In your copy, reproduce the entries exactly as they are, minus the images.

* start *

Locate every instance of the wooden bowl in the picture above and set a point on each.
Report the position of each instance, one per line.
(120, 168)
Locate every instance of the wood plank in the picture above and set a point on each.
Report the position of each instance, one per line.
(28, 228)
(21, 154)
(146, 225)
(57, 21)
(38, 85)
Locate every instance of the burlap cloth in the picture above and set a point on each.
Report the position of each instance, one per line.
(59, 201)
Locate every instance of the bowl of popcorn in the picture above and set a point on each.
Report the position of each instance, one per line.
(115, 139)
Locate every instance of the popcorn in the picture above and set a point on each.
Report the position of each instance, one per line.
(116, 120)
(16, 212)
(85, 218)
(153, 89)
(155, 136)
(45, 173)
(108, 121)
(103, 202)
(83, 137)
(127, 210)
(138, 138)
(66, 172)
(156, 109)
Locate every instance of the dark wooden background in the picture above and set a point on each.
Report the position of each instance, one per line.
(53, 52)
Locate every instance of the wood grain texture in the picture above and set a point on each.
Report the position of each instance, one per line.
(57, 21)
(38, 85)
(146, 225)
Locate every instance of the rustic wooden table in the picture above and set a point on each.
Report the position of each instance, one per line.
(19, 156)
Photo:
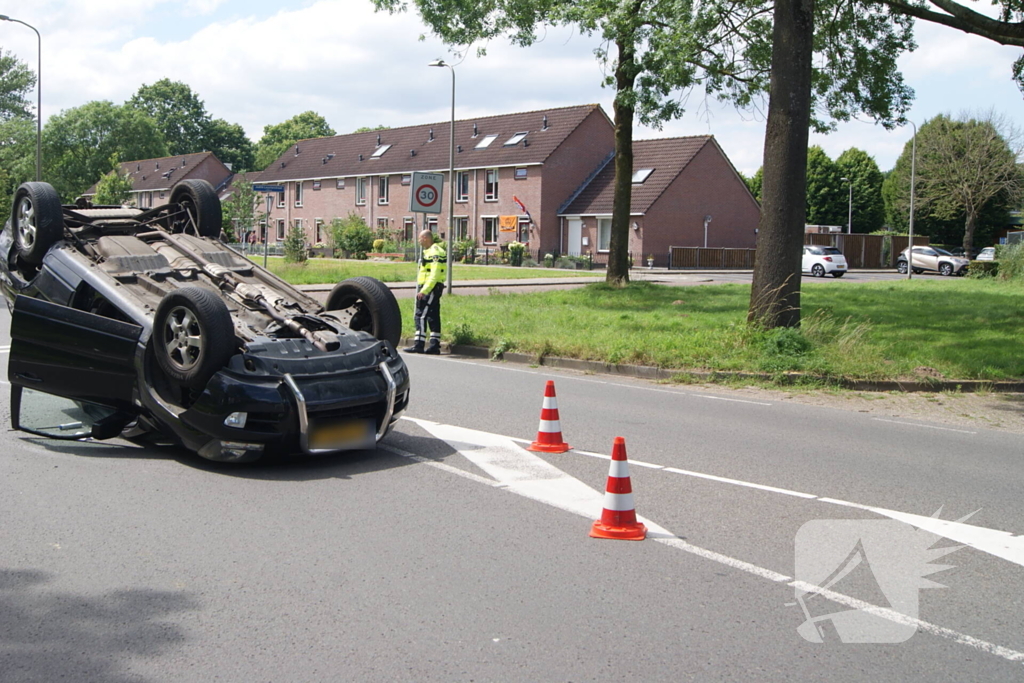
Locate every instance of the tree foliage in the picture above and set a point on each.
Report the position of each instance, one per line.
(279, 137)
(967, 177)
(114, 188)
(15, 82)
(78, 143)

* end *

Task solution:
Locate every instance of the wooden bowl in the picture above and set a point on each.
Report the position of each instance, one per line.
(120, 168)
Locate every instance of the wood plank in the picture above and set a point on each.
Report the position of each instance, one per line.
(28, 228)
(21, 154)
(146, 225)
(57, 21)
(38, 85)
Locate every instance of the burlap cloth in the picture above and set a point on each.
Report the position of each instance, one per line.
(59, 201)
Locate every instance of the bowl of popcorn in the picture above and set a point on each.
Report the position of each instance, one per line.
(115, 139)
Locate every instance of the popcorn in the picture above and set a point on each.
Report the position of each instance, one per line.
(116, 120)
(16, 212)
(85, 218)
(153, 89)
(155, 136)
(45, 173)
(108, 121)
(103, 202)
(83, 137)
(127, 210)
(138, 138)
(66, 172)
(156, 109)
Locate every instance of the dark wooden background in the picture above and set a point on each.
Report the position of each instance, one per line.
(53, 52)
Locate every instance of the wood grain texture in the picture above and set a point on each.
Report the position of each instance, one per line.
(57, 21)
(38, 85)
(146, 225)
Locate every instance of the rustic wooden table in the picture above and set a point on each.
Report the position of each instance, one per line.
(19, 156)
Photo:
Locate every instance of the tree foliage in the picture above and set a point on each.
Report the position of each instance, one per line.
(279, 137)
(967, 177)
(114, 188)
(15, 82)
(78, 143)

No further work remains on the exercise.